[What is required] Reproduce verbatim the stretch of the items below from the line containing "the white rose" through the end of the items.

[Pointing dataset items]

┄┄┄┄┄┄┄┄┄┄┄┄┄┄┄┄┄┄┄┄

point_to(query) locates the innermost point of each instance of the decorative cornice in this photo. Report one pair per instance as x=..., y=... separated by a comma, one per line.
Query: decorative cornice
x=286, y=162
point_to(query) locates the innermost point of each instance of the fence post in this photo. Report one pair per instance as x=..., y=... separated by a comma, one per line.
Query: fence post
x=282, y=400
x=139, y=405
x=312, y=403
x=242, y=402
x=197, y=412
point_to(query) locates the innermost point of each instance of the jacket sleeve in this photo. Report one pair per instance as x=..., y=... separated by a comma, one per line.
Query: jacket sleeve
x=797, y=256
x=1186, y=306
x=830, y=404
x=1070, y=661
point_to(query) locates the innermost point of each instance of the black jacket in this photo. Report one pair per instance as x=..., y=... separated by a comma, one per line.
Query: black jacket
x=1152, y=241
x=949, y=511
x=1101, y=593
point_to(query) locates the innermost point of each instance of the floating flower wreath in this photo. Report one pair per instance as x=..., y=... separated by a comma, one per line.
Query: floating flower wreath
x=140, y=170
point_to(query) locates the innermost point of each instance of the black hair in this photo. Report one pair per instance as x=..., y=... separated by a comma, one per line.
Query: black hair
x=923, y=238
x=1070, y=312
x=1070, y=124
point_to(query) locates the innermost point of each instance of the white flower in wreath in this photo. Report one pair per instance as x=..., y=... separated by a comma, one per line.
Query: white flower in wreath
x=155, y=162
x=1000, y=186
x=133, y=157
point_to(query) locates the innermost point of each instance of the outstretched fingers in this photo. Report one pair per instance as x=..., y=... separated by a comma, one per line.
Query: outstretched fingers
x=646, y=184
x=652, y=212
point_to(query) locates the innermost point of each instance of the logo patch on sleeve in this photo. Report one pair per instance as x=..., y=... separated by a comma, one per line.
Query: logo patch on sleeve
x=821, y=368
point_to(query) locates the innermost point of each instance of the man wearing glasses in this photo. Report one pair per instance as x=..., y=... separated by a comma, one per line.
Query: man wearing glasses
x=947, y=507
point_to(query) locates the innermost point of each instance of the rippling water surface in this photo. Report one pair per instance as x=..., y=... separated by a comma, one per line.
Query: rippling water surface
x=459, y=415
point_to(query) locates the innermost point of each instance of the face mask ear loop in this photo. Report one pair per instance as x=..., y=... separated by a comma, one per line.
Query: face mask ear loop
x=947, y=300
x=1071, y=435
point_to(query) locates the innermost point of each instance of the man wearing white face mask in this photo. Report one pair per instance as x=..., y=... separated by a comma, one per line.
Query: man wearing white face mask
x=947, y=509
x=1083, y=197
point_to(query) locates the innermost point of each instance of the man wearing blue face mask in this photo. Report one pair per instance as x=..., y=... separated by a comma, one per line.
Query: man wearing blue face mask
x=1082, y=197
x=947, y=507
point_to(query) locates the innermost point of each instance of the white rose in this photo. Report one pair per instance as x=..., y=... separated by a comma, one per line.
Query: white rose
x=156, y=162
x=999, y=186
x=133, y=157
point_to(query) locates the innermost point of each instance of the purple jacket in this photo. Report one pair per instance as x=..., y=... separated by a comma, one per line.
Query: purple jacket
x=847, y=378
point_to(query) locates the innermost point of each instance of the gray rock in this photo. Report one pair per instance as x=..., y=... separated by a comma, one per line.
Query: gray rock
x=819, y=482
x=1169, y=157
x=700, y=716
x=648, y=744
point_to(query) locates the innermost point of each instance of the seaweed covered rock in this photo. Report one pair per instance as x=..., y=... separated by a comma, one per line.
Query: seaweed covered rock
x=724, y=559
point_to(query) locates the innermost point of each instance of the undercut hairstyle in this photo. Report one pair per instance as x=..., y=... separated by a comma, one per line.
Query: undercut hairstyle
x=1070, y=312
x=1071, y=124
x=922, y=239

┄┄┄┄┄┄┄┄┄┄┄┄┄┄┄┄┄┄┄┄

[Exercise answer]
point_to(query) locates the innermost point of each instance of the white rose in this photo. Report one pair per instance as x=..., y=... separated by a comma, one per line.
Query: white rose
x=156, y=162
x=999, y=186
x=133, y=157
point_to(query) locates the innermost point of each instance of the purple jacket in this photo. Report one pair per instance as x=..., y=... separated by a comma, one per line.
Query: purple jacket
x=847, y=378
point_to(query) locates the innermost point of each instance of the gray rock in this photo. Report one pair per instance as x=..., y=... separated by a comma, one per line.
Query: gray rock
x=819, y=482
x=1169, y=157
x=700, y=716
x=648, y=744
point_to(query) locates the innermost point of each instance of the seaweed covered rock in this photo. Report one pair per instance as x=..., y=... separated by a comma, one per line.
Query: seaweed covered rock
x=724, y=559
point_to(query) locates the innermost point of each instance of the undercut hairstyle in this photo. Report one pair per instance as x=..., y=... separated by a comma, one per line.
Query: undercut hairstyle
x=1070, y=312
x=1071, y=124
x=922, y=239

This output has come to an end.